What is required: Repeat every line of the records below word for word, changing nothing.

Point annotation records:
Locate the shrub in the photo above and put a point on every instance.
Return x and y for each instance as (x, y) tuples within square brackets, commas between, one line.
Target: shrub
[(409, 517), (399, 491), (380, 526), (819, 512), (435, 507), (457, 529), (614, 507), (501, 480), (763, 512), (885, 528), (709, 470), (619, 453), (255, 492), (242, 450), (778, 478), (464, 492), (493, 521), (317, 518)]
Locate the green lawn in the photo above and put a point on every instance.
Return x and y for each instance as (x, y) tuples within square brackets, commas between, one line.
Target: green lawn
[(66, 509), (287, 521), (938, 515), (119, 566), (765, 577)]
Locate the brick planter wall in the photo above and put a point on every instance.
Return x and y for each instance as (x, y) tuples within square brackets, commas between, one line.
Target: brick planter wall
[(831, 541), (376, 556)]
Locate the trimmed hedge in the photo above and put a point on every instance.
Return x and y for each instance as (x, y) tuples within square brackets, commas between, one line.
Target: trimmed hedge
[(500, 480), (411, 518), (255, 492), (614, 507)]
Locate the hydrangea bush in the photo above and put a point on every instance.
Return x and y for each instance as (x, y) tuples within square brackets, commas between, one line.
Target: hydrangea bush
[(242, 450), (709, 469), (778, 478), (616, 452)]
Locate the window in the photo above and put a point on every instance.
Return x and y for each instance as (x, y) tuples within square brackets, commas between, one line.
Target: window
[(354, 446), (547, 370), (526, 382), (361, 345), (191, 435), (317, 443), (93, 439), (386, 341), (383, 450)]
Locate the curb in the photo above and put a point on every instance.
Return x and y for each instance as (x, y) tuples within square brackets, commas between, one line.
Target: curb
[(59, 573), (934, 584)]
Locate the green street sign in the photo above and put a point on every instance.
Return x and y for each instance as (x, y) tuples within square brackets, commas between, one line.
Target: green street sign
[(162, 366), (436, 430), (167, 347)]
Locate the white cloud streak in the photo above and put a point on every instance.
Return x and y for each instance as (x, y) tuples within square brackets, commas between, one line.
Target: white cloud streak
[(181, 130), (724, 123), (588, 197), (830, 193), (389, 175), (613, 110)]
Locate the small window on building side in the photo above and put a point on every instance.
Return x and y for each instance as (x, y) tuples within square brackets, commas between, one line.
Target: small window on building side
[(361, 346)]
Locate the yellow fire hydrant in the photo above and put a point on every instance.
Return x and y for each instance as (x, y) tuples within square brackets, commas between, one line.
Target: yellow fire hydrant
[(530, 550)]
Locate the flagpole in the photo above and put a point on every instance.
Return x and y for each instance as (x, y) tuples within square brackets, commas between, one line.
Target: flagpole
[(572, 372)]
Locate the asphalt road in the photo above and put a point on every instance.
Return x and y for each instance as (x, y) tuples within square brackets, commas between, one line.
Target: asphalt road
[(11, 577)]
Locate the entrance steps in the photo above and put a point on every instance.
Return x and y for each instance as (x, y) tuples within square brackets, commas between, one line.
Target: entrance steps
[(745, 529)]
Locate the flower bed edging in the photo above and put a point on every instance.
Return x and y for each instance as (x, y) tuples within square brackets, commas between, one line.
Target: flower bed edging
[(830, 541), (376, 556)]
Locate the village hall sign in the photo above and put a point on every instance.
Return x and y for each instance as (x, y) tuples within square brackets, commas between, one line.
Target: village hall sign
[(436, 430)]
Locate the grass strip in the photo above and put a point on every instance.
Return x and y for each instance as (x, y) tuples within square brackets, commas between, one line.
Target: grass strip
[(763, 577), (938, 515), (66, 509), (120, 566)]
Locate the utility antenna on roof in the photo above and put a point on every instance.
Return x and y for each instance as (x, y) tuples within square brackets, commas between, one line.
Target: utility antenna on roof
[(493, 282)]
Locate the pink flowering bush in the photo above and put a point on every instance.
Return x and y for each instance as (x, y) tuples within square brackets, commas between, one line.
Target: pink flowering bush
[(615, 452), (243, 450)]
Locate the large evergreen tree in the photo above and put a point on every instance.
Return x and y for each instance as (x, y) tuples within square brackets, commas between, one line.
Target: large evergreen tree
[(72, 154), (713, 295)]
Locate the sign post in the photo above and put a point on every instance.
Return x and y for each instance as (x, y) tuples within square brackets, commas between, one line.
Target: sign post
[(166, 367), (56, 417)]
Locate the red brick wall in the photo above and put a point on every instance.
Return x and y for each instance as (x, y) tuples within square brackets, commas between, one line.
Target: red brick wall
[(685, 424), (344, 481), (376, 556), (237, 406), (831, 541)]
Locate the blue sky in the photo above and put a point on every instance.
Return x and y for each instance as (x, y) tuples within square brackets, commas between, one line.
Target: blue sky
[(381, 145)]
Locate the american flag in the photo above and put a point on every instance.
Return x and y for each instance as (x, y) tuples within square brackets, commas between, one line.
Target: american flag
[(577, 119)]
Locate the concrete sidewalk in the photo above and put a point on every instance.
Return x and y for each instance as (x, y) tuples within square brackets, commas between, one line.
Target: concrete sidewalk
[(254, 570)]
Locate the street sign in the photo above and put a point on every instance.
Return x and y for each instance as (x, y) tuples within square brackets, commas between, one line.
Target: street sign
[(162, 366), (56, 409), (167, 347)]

Solution for this exercise:
Locate the shrub in the photo above and put a point on every instance.
Return x and y for each instance as (x, y) tuples within square brackets, commas between, one line.
Target: shrub
[(409, 517), (399, 491), (380, 526), (819, 512), (435, 507), (457, 529), (614, 507), (501, 480), (763, 512), (885, 528), (709, 470), (619, 453), (255, 492), (242, 450), (778, 478), (464, 492), (493, 521), (317, 518)]
Locate the green lawn in the photo above and put a point on every instance.
Return x and y for each instance as (x, y) tuples within square brackets, commas between, one line.
Target: green lawn
[(66, 509), (287, 521), (938, 515), (119, 566), (765, 577)]
Locate the brick planter wall in the photo above and put a point on every instance.
Return x and y for each instance as (x, y) tuples within square brackets, commas between, one line.
Target: brick planter wall
[(831, 541), (376, 556)]
Locate the trimmed hedge in the photo above and put a point on every instance.
Return x and y for each instance as (x, y) tuples within square brackets, commas between, one line.
Target: trimmed hedge
[(500, 480), (411, 518), (255, 492), (614, 507)]
Locate the hydrangea bush in the photo above and put a point on every instance.
Return x and y for each instance as (x, y) tuples within square brackets, commas between, one line.
Target: hydrangea bush
[(242, 450), (709, 469), (778, 478), (616, 452)]
Locate the window in the photo above and put a point on every instance.
Return x and y for each instance as (x, y) tuples within square brackets, commas between, one line.
Target: window
[(354, 446), (547, 370), (526, 382), (361, 345), (191, 435), (317, 443), (93, 439), (386, 341), (383, 450)]
Locate the curb in the photo above and put a point on every instance.
Return x and y for each instance as (x, y) tuples within square brackets, commas between, one line.
Target: curb
[(59, 573), (934, 584)]
Locate the green street sign in the photo above and put a point on every instance.
Return x and y for each instance as (x, y) tuples within square brackets, commas between, one line.
Target: green street sign
[(162, 366), (436, 430), (167, 347)]
Locate the white cloud streak in the photo above and put a point on every instance.
Return x and y for each instance as (x, y) tuples within square brackets, commas between, one line.
Target: white cloud streak
[(181, 130), (724, 123), (588, 197), (830, 193), (389, 175), (613, 110)]
Locate the small window on building side in the photo above and put a point on every instance.
Return x and y for each instance as (x, y) tuples within square brackets, commas between, one line.
Target: small window on building side
[(361, 346)]
Locate the yellow fire hydrant in the photo above and put a point on every instance.
Return x and y for each instance as (x, y) tuples within square brackets, commas between, one line.
Target: yellow fire hydrant
[(530, 550)]
Locate the flagpole in the photo above and put a point on every instance.
Return x and y for each instance as (x, y) tuples within square brackets, commas between, one line.
Target: flagpole
[(572, 372)]
Locate the asphalt road in the photo above and put a point on every instance.
Return x and y for each instance as (x, y) tuples within square brackets, commas between, one line.
Target: asphalt road
[(11, 577)]
Locate the entrance steps in the photo above and put a point on every instance.
Return x and y for each instance as (x, y) tuples within square brackets, commas between, one line.
Target: entrance steps
[(745, 529)]
Locate the flower bed edging in the photo above and put a point on every instance.
Return x and y for each instance as (x, y) tuples within square brackets, commas between, one line.
Target: flower bed edging
[(830, 541), (376, 556)]
Locate the village hall sign in the photo above and put a point on every instance.
Return x and y for each instance as (x, y) tuples within square brackets, commas between, one line.
Target: village hall sign
[(436, 430)]
Locate the grass strip in the photo above and put a point on every instance.
Return x and y for each instance as (x, y) tuples within square brackets, commas between, one line.
Target: grass strip
[(763, 577), (938, 515), (66, 509), (120, 566)]
Locate the utility antenna on roof in the photo above and put a point on every instance.
Return x and y for each instance as (x, y) tuples within square brackets, commas between, one line.
Target: utility antenna on roof
[(493, 282)]
Locate the pink flowering bush in the photo above and put a point on every instance.
Return x and y for each instance as (x, y) tuples within square brackets, commas between, one line.
Target: pink flowering bush
[(615, 452), (243, 450)]
Locate the large evergreen tree in the photo above and put a point on every instance.
Return x and y for each instance as (x, y) tuples within square brackets, commas between, one line.
Target: large evergreen tree
[(72, 154), (713, 295)]
Locate the sign post in the photo above and put a point on every instance.
Return x and y for each instance as (x, y) tuples within square brackets, commas between, one line.
Target: sign post
[(166, 367), (56, 417)]
Locate the red brick wall in the photo above and put a point on every instance.
Return x and y for each instance as (x, y) tuples within square brackets, commas between, one line.
Target: red brick wall
[(685, 424), (344, 481), (376, 556), (237, 406), (831, 541)]
Locate the blue sky in the photo above and put a point on every instance.
Return x and y for each instance as (x, y) tuples within square brackets, commas between, one line.
Target: blue sky
[(381, 145)]
Locate the american flag in the photo above and put a point on every instance.
Return x and y for each instance as (x, y) tuples within square brackets, commas between, one line.
Target: american flag
[(577, 119)]
Locate the concrete sidewalk in the photo above and put a point on every instance.
Return x and y for each instance as (x, y) tuples within square brackets, commas between, one line.
Target: concrete sidewalk
[(254, 570)]
Locate the street sign in the photo above and put a point on every instance.
Return x and y for each instance as (x, y) tuples within square brackets, commas between, one line.
Target: street sign
[(162, 366), (56, 409), (167, 347)]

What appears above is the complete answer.